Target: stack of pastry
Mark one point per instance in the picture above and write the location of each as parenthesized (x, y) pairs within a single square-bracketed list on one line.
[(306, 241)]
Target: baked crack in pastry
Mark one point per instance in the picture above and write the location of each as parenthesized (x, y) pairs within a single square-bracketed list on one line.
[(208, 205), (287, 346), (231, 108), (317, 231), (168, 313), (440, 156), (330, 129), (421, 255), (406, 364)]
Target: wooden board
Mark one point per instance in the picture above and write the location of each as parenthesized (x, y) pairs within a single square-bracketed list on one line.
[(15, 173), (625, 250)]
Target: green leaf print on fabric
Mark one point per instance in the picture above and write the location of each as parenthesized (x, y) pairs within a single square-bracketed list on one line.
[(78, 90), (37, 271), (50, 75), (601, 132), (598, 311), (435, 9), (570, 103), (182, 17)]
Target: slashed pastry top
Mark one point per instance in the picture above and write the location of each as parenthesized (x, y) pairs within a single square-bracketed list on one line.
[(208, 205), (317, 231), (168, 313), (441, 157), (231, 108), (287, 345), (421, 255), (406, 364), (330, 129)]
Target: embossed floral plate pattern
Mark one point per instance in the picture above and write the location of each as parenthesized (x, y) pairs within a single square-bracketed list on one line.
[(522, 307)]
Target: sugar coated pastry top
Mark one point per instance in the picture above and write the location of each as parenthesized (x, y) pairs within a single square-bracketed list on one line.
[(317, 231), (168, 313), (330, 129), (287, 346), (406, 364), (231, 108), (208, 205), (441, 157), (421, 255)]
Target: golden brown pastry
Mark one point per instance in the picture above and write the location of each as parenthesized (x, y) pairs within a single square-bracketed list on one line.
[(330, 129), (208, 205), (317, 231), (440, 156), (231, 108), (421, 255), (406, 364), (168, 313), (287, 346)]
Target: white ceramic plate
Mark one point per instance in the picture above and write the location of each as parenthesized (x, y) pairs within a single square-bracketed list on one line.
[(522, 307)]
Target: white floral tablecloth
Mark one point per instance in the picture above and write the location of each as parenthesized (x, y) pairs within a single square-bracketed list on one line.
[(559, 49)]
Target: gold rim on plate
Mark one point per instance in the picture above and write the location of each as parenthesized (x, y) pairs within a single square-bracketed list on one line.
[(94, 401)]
___
## EXERCISE
Set down all of the lines above without altering a word.

## COMPLETED EXERCISE
Target: stack of pastry
Mark one point per instance in the picture above and write the location of each as parenthesized (x, y) pairs within a single square-bracketed list on one line.
[(306, 241)]
Target: baked crack in pastry
Mark one point per instance in the picture above and write the location of each as parenthesized (x, y) pairs within a single square-bracketed list on one line.
[(208, 205), (287, 346), (231, 108), (317, 231), (168, 313), (440, 156), (330, 129), (421, 255), (406, 364)]
Target: wooden board
Mark one point per instance in the picture above and write the location of each as parenthesized (x, y) pairs within a single square-bracketed list on one line.
[(15, 173), (625, 250)]
Target: green leaf print on fabric
Mark one point per instance in the picture above and write the location of each as parenthesized (x, y) pairs within a single square-bracketed list on one line.
[(78, 90), (37, 271), (50, 75), (601, 132), (598, 311), (435, 9), (570, 103), (182, 17)]
Target: slashed pastry top
Mark one point per instance in the picture above and write the location of each as parenthesized (x, y) pairs within a single square-bracketed list on one line.
[(208, 205), (317, 231), (168, 313), (441, 157), (231, 108), (287, 345), (421, 255), (406, 364), (330, 129)]
Target: embossed floral plate pattern
Mark one point per instance in the picture above and write the location of each as parenthesized (x, y) pairs within a single square-bracketed list on one line.
[(522, 307)]
Target: sugar coated pastry top
Mark one point per instance in the picture above and write the location of each as parenthesized (x, y) pairs within a single square-bracketed list on one line.
[(317, 231), (168, 313), (330, 129), (287, 346), (406, 364), (231, 108), (208, 205), (441, 157), (421, 255)]
Target: golden brown pastry
Mark one point per instance in the picture above and write the location of each as parenthesized (x, y) pairs within a single square-bracketed list on one line.
[(330, 129), (208, 205), (317, 231), (440, 156), (231, 108), (421, 255), (406, 364), (168, 313), (287, 346)]
Target: white ceramic plate
Mark one point per instance in the picture above and write the location of each as parenthesized (x, y) pairs within a single square-bracketed list on one line.
[(522, 307)]
Target: white floral tablecloth
Mark one point per instance in the picture above and write the location of each as parenthesized (x, y) pairs within a single square-bracketed list on one line.
[(559, 49)]
Target: gold rim on plate
Mark one point per instance in the picture above and write the location of each as parenthesized (x, y) pairs within a single square-bracketed list on one line.
[(94, 401)]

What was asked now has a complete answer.